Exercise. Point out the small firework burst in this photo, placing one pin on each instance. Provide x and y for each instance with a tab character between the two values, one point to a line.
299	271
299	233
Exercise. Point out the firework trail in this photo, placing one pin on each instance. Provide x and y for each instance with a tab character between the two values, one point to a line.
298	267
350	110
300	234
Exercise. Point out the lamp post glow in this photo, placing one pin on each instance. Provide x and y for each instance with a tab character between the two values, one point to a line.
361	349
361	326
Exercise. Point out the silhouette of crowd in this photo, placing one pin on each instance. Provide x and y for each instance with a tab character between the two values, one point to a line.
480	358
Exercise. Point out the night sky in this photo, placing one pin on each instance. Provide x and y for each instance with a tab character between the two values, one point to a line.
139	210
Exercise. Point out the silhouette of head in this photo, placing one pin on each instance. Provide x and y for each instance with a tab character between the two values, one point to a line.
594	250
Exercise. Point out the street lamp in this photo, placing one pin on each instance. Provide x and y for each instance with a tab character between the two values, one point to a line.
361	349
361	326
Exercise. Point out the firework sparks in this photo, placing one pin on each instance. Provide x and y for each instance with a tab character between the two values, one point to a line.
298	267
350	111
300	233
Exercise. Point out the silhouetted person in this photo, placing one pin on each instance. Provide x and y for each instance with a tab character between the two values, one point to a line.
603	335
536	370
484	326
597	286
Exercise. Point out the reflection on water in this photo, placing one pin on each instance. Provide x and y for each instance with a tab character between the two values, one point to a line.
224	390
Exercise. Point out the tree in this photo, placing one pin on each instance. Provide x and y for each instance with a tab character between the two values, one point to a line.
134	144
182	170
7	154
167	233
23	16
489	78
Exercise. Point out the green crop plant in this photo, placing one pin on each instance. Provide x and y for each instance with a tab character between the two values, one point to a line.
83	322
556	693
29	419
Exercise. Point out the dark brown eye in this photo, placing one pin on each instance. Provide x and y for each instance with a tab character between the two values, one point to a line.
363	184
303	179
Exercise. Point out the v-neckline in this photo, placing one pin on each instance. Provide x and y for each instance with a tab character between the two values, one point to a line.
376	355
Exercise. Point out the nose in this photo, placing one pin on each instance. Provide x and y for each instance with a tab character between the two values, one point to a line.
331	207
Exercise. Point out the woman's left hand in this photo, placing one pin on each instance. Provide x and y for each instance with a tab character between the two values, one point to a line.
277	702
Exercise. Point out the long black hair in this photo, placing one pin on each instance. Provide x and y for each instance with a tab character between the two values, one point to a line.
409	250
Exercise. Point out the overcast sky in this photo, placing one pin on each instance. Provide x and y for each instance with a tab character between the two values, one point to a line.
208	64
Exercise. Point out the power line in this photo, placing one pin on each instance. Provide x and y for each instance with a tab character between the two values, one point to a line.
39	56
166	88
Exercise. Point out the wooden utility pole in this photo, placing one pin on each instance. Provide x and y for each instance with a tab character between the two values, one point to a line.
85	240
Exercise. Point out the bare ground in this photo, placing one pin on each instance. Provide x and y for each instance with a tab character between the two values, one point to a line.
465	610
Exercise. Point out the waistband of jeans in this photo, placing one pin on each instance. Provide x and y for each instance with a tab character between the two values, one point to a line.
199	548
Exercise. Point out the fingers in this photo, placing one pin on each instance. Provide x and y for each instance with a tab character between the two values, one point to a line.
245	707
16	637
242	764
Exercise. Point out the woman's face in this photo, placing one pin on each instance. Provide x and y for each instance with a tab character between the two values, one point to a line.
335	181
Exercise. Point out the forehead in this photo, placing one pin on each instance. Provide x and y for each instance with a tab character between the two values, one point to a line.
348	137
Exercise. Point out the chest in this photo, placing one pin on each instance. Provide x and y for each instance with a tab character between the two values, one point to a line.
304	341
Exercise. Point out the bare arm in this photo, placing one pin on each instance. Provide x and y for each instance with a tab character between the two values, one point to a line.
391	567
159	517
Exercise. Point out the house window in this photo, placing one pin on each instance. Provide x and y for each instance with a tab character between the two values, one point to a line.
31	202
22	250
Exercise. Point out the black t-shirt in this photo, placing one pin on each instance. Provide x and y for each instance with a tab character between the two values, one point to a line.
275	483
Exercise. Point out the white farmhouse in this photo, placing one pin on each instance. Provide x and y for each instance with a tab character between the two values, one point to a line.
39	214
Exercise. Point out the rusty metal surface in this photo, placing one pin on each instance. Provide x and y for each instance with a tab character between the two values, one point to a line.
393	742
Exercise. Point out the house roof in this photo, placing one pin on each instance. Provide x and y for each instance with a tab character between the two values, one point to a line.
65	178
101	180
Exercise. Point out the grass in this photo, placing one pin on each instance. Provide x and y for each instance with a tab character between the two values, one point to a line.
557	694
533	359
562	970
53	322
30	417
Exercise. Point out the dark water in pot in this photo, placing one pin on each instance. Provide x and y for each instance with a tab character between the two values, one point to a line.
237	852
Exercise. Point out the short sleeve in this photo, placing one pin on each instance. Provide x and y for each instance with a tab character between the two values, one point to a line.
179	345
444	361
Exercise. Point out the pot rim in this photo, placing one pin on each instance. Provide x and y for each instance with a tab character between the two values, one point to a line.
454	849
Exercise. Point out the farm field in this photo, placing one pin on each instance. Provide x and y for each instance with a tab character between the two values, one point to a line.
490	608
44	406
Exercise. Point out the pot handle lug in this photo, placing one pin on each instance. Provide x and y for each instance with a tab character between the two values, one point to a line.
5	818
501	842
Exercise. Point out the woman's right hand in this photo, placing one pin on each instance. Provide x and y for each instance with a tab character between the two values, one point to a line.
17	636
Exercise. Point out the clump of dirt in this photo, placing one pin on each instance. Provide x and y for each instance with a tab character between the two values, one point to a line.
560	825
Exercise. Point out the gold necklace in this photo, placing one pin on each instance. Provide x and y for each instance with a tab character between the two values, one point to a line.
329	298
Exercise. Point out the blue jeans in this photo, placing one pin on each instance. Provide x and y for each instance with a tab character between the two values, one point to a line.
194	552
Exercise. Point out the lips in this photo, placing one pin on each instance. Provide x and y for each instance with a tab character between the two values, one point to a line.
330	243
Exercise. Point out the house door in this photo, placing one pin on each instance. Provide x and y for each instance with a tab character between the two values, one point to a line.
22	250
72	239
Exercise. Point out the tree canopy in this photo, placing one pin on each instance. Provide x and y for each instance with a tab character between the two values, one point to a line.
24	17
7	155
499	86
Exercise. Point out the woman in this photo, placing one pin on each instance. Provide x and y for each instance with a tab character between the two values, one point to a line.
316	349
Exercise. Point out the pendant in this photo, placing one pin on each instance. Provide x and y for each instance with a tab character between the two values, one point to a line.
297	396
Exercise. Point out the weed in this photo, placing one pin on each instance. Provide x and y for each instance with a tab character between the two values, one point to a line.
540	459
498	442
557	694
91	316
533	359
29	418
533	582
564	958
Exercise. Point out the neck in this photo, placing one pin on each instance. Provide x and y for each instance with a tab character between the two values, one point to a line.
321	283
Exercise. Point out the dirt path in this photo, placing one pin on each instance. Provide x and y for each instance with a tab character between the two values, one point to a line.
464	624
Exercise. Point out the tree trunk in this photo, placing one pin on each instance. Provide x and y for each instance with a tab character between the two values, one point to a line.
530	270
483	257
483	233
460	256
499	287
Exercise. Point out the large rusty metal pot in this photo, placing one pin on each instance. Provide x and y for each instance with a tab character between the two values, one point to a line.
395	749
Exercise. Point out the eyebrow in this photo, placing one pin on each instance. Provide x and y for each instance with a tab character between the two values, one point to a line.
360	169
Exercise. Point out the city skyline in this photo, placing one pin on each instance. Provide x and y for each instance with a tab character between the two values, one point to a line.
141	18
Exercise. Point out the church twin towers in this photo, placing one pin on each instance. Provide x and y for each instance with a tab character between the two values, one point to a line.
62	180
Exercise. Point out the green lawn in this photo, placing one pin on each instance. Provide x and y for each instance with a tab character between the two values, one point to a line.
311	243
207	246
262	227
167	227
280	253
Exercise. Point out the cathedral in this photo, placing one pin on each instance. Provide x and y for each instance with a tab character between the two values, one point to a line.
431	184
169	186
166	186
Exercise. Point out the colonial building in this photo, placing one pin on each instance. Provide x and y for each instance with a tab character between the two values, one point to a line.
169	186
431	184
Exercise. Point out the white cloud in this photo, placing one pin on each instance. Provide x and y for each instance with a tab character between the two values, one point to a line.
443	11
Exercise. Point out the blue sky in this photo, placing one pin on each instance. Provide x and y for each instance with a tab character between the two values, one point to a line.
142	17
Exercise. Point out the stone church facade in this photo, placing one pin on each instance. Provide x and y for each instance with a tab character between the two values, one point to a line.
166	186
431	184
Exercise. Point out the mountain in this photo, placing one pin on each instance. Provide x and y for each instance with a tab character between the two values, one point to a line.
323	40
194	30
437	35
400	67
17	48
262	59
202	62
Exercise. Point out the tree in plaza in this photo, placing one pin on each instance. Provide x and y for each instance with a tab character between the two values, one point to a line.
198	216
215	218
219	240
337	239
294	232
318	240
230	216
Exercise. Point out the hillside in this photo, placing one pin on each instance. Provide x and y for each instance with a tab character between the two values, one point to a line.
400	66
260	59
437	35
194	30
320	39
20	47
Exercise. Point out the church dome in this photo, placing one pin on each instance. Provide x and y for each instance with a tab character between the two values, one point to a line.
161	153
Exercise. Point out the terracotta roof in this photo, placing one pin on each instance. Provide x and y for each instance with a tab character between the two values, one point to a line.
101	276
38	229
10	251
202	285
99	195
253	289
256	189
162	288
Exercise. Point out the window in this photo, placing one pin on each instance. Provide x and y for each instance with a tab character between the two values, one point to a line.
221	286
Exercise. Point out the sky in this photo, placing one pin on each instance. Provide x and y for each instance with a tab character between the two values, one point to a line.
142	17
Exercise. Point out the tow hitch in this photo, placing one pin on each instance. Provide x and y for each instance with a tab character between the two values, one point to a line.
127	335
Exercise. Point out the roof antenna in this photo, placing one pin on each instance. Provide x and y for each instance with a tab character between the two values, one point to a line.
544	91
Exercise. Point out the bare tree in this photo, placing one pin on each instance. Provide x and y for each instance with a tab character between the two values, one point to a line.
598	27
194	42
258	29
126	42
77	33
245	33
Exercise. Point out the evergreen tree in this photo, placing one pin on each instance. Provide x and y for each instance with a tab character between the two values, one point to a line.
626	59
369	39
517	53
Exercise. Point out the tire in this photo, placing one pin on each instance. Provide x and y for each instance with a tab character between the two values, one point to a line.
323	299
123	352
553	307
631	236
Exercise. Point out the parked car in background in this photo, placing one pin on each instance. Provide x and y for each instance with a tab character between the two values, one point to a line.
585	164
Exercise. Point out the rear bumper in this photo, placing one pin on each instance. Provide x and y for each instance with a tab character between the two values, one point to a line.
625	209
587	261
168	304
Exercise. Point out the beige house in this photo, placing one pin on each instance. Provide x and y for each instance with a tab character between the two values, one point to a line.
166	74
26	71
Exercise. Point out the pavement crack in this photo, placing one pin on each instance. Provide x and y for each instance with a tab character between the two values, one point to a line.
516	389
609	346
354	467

# # # # #

Exercise goal:
Please copy the records from the line containing "Exercise. Point out the pavement" through the end of the records, swapping in "sidewalk crack" for "pavement crack" and leaving everything else unchanged.

Response:
Exercise. Point out the sidewalk crack in this photo, placing one pin on each instance. Provide x and y for each instance with a tab character between the two values, one point to a line.
516	389
609	346
354	467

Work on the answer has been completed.